(SET EXERCISE) Count the lines in the records below that contain the word "tinted", and reply with that number alone.

━━━

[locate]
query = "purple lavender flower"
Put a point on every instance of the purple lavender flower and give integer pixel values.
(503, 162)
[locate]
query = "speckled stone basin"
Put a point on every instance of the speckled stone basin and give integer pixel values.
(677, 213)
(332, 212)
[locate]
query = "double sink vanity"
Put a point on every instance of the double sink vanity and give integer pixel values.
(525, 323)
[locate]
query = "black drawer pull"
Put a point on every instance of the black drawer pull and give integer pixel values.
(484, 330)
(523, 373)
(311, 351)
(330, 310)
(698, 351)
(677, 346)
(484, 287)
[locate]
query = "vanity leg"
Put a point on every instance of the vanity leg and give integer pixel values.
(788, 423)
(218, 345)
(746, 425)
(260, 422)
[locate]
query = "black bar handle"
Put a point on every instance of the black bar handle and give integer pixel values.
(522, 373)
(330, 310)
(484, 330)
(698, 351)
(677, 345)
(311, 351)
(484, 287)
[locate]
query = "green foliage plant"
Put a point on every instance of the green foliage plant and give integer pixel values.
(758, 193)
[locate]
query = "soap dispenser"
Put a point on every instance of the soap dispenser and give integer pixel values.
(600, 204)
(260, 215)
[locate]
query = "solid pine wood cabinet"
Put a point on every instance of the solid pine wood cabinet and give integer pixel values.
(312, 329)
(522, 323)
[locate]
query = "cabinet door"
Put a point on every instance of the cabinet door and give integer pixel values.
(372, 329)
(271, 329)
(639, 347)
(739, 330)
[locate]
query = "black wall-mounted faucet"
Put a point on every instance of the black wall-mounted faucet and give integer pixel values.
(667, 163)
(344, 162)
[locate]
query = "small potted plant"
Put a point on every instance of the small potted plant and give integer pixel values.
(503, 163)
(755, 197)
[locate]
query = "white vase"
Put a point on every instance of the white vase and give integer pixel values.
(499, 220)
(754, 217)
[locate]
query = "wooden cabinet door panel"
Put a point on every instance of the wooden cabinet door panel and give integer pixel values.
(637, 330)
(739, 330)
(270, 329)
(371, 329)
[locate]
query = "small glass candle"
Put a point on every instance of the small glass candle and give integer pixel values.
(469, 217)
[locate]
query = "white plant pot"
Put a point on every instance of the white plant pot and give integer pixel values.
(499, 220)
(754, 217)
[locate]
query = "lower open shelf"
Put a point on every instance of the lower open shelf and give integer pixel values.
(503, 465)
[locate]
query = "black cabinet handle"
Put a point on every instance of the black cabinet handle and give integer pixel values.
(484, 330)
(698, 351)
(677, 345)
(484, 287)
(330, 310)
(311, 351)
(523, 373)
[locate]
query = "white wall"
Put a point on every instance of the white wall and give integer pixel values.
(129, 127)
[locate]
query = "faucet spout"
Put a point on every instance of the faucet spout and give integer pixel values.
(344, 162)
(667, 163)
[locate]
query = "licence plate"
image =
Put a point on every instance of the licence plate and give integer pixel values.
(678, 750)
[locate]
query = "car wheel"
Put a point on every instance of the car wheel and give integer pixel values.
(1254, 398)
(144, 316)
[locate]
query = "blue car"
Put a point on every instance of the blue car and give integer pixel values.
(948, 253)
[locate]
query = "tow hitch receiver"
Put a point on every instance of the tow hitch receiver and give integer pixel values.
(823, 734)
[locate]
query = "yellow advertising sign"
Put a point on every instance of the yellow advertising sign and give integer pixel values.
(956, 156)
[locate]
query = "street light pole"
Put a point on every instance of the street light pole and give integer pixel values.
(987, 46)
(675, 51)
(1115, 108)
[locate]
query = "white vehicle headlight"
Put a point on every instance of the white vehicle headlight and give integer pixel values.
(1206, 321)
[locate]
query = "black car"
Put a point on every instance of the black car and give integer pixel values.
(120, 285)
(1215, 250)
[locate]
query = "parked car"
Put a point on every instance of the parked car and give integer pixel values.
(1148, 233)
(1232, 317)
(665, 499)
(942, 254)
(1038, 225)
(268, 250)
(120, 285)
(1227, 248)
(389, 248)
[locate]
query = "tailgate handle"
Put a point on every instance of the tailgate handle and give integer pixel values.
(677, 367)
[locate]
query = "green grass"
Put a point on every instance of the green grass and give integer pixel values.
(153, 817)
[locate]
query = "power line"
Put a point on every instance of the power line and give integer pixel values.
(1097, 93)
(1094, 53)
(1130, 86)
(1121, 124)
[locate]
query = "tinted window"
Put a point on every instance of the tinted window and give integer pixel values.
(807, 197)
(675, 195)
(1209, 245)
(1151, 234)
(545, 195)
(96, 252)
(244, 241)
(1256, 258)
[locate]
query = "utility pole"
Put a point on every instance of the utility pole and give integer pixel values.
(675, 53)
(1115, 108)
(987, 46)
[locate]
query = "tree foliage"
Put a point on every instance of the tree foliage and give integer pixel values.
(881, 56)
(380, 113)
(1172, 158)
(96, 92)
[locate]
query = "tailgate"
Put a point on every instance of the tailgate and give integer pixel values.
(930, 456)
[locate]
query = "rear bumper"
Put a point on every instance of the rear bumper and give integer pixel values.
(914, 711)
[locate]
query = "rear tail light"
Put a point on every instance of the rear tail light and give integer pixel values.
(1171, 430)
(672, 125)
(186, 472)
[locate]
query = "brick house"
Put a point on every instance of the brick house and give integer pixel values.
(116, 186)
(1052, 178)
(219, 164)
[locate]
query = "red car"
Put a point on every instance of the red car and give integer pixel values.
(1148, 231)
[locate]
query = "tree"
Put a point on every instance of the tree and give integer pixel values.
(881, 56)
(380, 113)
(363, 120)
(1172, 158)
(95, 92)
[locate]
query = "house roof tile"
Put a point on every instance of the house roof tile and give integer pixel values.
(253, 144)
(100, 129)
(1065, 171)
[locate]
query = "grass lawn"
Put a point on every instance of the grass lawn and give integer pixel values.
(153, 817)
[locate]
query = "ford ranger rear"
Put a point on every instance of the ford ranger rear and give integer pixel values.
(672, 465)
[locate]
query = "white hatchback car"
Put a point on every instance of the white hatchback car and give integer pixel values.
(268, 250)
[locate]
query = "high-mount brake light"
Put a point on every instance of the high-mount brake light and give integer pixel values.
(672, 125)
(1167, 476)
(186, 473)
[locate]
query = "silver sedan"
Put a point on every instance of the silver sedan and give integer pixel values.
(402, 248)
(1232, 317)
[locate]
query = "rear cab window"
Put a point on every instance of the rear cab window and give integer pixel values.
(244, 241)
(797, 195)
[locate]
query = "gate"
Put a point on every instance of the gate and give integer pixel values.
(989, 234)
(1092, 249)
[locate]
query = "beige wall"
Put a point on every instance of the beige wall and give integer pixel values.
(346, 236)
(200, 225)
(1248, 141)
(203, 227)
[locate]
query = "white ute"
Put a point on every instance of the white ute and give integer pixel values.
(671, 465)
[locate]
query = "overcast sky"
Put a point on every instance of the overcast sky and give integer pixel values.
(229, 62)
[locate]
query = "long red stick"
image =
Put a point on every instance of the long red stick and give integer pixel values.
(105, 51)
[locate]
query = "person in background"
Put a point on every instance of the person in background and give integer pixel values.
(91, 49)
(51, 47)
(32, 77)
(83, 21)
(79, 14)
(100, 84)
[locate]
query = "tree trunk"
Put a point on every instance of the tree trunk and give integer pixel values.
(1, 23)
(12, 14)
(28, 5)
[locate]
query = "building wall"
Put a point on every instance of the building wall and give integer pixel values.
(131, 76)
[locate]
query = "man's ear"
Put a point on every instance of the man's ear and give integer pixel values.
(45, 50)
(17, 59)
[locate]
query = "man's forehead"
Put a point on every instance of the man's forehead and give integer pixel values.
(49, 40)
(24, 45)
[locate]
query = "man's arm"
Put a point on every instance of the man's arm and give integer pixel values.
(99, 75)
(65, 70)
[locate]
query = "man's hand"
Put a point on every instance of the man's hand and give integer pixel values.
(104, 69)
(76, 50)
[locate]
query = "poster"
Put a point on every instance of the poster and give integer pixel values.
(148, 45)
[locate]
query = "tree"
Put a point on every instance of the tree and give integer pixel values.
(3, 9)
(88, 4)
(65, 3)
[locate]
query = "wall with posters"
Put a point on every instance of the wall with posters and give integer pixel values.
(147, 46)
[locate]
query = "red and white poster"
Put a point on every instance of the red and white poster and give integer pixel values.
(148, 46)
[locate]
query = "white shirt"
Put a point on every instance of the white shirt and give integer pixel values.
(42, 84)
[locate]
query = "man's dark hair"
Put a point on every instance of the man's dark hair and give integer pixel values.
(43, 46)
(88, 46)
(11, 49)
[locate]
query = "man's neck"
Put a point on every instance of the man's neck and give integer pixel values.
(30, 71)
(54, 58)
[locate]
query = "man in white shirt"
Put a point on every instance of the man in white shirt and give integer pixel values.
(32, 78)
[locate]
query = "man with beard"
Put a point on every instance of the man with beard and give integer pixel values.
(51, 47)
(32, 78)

━━━

(RESPONSE TO THE EXERCISE) 2